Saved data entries
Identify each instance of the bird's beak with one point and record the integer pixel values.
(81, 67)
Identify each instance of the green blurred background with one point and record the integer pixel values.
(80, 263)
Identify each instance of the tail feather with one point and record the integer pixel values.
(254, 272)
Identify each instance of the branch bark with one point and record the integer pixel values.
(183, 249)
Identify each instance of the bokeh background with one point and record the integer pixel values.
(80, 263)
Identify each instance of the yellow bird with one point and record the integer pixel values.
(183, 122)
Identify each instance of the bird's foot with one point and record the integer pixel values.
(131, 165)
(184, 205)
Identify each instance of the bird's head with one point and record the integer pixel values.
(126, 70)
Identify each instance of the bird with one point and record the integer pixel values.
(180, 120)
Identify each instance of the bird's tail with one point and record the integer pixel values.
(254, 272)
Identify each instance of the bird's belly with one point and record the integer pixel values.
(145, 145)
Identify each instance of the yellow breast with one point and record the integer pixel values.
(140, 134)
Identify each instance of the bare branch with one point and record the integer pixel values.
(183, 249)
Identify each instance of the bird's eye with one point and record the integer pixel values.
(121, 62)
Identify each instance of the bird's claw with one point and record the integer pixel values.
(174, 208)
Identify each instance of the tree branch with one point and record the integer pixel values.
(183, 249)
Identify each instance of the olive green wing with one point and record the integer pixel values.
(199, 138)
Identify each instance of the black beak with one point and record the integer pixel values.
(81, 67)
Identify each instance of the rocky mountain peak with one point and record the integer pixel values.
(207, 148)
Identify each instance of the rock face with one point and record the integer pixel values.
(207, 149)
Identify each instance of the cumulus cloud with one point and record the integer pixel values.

▶ INSTRUCTIONS FOR THE TASK:
Having read the entries above, restate them all word for word.

▶ OUTPUT FOR THIS TASK:
Identify each instance of the bird's beak with one point and record the integer pixel values.
(81, 67)
Identify each instance of the green blurred background with one point and record the integer pixel values.
(80, 263)
Identify each instance of the tail feather with one point and record the integer pixel values.
(254, 272)
Identify each instance of the branch bark with one point and record the integer pixel values.
(183, 249)
Identify each instance of the bokeh background with one point and record the integer pixel values.
(80, 263)
Identify each instance of the yellow bird with one point and record the integer pixel values.
(183, 122)
Identify each instance of the bird's foot with one point and record the integer pixel values.
(131, 165)
(184, 205)
Identify each instance of the bird's head with one point and record the integer pixel values.
(126, 70)
Identify each instance of the bird with one point and record the integer pixel values.
(180, 120)
Identify each instance of the bird's tail with one point and record the integer pixel values.
(254, 272)
Identify each instance of the bird's belly with one point and record the integer pixel values.
(145, 145)
Identify each instance of the yellow breast with one point and record the integer pixel values.
(140, 134)
Identify each instance of the bare branch with one point and record the integer pixel values.
(183, 249)
Identify each instance of the bird's eye with one point and record the integer pixel values.
(121, 62)
Identify each instance of the bird's claw with one point and record the integer pixel values.
(174, 208)
Identify each instance of the tree branch with one point and record the integer pixel values.
(183, 249)
Identify each instance of the olive green wing with one point and record the integer pixel values.
(199, 138)
Identify each instance of the black beak with one point and record the integer pixel values.
(81, 67)
Identify each instance of the rocky mountain peak with one point and record the integer pixel values.
(207, 148)
Identify each instance of the rock face with one point and record the integer pixel values.
(207, 149)
Identify each instance of the cumulus cloud with one point and record the integer pixel values.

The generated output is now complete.